> _Objective_
Write out the stretch of the Teresa Wong article below word for word, starting at "Canadian cartoonist (born" and ending at "postpartum mental health.".

> _Document text_
◇ ◇ ◇ ◇

= Teresa Wong (cartoonist) =

Canadian cartoonist (born 1976)

Teresa Wong is a Chinese-Canadian cartoonist and author of two graphic memoirs. Wong is a second-generation Canadian.

== Career ==
Wong published her debut graphic memoir, Dear Scarlet: The Story of My Postpartum Depression, in 2019. Dear Scarlet illustrates Wong's experience with postpartum depression after the birth of her first child. A review in The New York Times describes Wong's graphic memoir as a "fresh voice" in cartooning. Several reviews have noted the drawings help mothers cope with postpartum mental health.

In 2024, she published her second book, All Our Ordinary Stories: A Multigenerational Family Odyssey, which pieces together her family's history, including the stories of her parents' escapes from China during the Cultural Revolution in the 1970s. It was featured as an NPR "Books We Love" in 2024, where editors described it as an "expertly paced work of comics told in black and white, using crisp, direct prose alongside unassuming but meaningful illustrations."

◇ ◇ ◇ ◇

> _Items_
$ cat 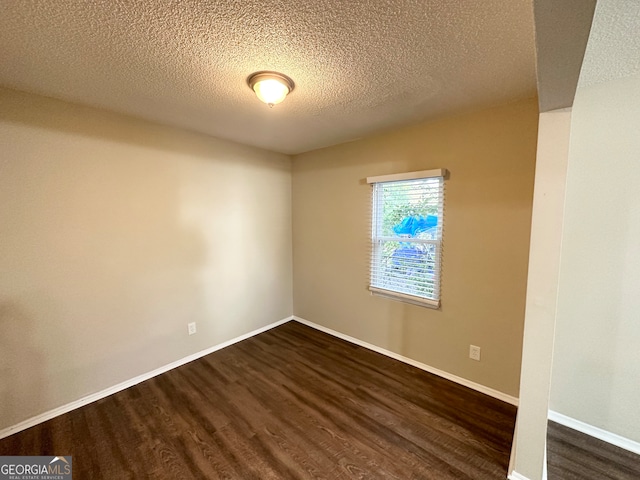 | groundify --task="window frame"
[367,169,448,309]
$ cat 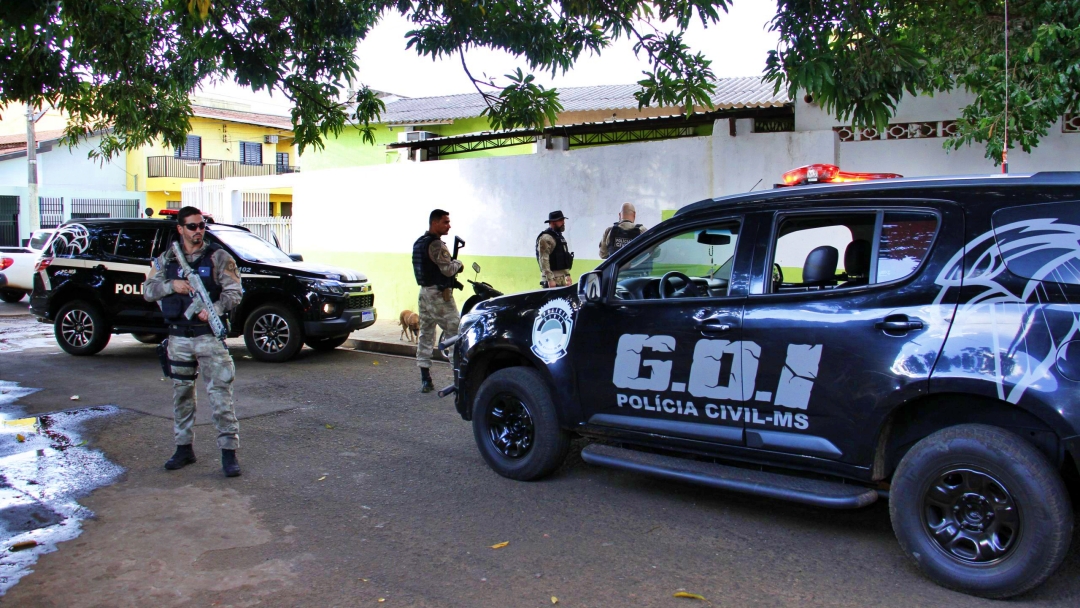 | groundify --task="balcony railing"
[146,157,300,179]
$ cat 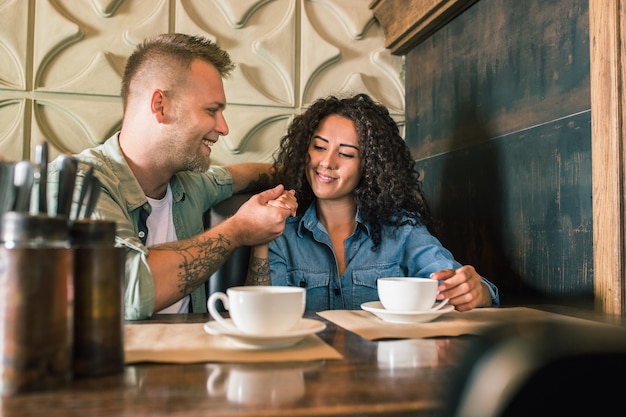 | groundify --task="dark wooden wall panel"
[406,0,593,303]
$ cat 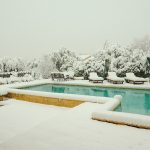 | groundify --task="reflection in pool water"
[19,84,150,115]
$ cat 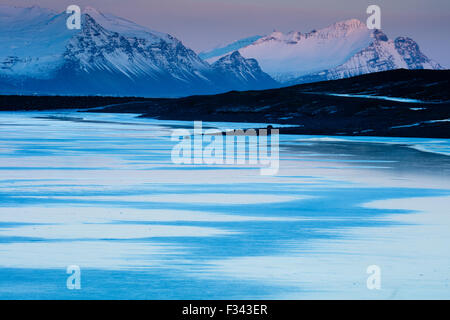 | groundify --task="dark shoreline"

◇ ◇ ◇ ◇

> _Finished answer_
Canadian cartoonist (born 1976)

Teresa Wong is a Chinese-Canadian cartoonist and author of two graphic memoirs. Wong is a second-generation Canadian.

== Career ==
Wong published her debut graphic memoir, Dear Scarlet: The Story of My Postpartum Depression, in 2019. Dear Scarlet illustrates Wong's experience with postpartum depression after the birth of her first child. A review in The New York Times describes Wong's graphic memoir as a "fresh voice" in cartooning. Several reviews have noted the drawings help mothers cope with postpartum mental health.